Written request:
Copy every line of the material below without any changes.

Input rows:
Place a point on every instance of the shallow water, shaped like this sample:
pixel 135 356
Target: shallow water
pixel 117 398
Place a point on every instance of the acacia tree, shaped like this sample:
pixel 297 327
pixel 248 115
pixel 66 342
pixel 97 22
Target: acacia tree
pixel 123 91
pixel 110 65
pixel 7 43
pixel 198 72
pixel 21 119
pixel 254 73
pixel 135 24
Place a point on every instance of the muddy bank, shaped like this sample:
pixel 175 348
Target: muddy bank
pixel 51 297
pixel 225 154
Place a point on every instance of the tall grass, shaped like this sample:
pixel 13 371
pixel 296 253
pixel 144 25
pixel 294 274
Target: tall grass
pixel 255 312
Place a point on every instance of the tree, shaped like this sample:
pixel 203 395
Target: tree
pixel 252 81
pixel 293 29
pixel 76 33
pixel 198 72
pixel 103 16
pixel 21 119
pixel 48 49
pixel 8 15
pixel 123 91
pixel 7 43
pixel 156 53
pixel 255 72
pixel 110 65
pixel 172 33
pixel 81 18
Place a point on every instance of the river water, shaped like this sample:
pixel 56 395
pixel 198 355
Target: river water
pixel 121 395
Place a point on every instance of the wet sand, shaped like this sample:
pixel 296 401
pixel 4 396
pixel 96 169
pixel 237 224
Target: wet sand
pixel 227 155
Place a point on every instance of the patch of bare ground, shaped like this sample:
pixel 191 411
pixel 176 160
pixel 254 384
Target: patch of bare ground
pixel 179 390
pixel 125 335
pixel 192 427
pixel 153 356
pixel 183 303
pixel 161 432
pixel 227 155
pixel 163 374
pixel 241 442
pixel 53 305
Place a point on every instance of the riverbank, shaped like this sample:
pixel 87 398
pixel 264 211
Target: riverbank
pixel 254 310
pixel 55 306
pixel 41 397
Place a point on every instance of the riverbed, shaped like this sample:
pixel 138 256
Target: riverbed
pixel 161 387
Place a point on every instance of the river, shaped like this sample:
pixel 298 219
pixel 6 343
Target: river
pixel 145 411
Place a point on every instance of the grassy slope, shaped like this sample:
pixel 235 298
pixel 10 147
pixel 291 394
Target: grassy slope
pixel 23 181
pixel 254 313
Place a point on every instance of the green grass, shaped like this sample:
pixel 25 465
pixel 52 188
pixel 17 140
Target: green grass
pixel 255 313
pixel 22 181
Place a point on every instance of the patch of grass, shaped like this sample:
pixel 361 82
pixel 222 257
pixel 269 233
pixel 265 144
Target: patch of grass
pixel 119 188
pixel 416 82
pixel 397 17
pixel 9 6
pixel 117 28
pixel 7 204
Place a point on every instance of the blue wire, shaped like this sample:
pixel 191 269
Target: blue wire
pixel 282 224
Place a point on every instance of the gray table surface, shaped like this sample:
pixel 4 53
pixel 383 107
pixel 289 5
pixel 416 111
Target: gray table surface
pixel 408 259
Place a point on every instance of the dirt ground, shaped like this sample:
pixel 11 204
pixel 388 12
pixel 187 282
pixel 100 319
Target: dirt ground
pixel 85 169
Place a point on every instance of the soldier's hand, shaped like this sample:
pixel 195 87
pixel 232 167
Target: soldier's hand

Answer to the exercise:
Place a point on every instance of the shallow water, shaped like this sample:
pixel 135 356
Target: shallow water
pixel 117 398
Place a point on every instance of the acacia tree, shaped like this sample:
pixel 297 327
pixel 248 115
pixel 66 342
pixel 97 22
Target: acacia tree
pixel 123 91
pixel 110 65
pixel 7 43
pixel 198 72
pixel 21 119
pixel 254 73
pixel 135 24
Place a point on every instance of the muddy bank, shaped like this sample:
pixel 175 348
Target: muddy bank
pixel 51 297
pixel 225 154
Place a point on every instance of the tall grass, shaped like this sample:
pixel 13 371
pixel 296 253
pixel 144 25
pixel 294 274
Target: tall grass
pixel 255 312
Place a point on every instance of the tree, shaped like this sample:
pixel 203 395
Target: tree
pixel 252 81
pixel 293 29
pixel 76 33
pixel 198 72
pixel 103 16
pixel 21 119
pixel 48 49
pixel 8 15
pixel 123 91
pixel 7 43
pixel 156 53
pixel 255 72
pixel 110 65
pixel 172 33
pixel 81 18
Place a point on every instance of the river water, shaped like this sample:
pixel 56 395
pixel 198 355
Target: river water
pixel 121 395
Place a point on every instance of the wet sand, shaped like this sample:
pixel 296 401
pixel 4 396
pixel 96 169
pixel 237 224
Target: wet sand
pixel 227 155
Place a point on every instance of the patch of bare ground, shaped like this sample:
pixel 191 411
pixel 176 160
pixel 254 384
Target: patch of bare ground
pixel 179 390
pixel 125 335
pixel 192 427
pixel 153 356
pixel 183 303
pixel 161 432
pixel 227 155
pixel 163 374
pixel 241 442
pixel 53 305
Place a point on every instance of the riverbank, shaped like this sample:
pixel 87 398
pixel 264 211
Target: riverbank
pixel 254 310
pixel 55 306
pixel 41 397
Place a point on every instance of the riverbed, shaped like this sample:
pixel 138 256
Target: riverbed
pixel 161 387
Place a point on every instance of the river, shaped like this sample:
pixel 298 219
pixel 6 343
Target: river
pixel 145 411
Place a point on every instance of the grassy slope, shaped like this sample:
pixel 235 298
pixel 10 147
pixel 291 394
Target: grassy slope
pixel 23 181
pixel 254 313
Place a point on every instance of the green grass, shaped like this sample:
pixel 25 465
pixel 52 188
pixel 17 140
Target: green grass
pixel 255 313
pixel 22 181
Place a point on every instance of the patch of grass, shaped like this sample:
pixel 361 82
pixel 222 257
pixel 269 233
pixel 265 144
Target: patch of grass
pixel 119 188
pixel 416 82
pixel 397 17
pixel 9 6
pixel 117 28
pixel 7 204
Place a point on every instance of the blue wire, shaped like this sample:
pixel 191 269
Target: blue wire
pixel 282 224
Place a point on every instance of the gray table surface, shaped like this sample:
pixel 4 53
pixel 383 107
pixel 289 5
pixel 416 111
Target: gray table surface
pixel 408 259
Place a point on every instance of the dirt ground, shaped like this sample:
pixel 11 204
pixel 388 12
pixel 187 282
pixel 100 319
Target: dirt ground
pixel 85 169
Place a point on every instance of the soldier's hand, shaped like this sample:
pixel 195 87
pixel 232 167
Target: soldier's hand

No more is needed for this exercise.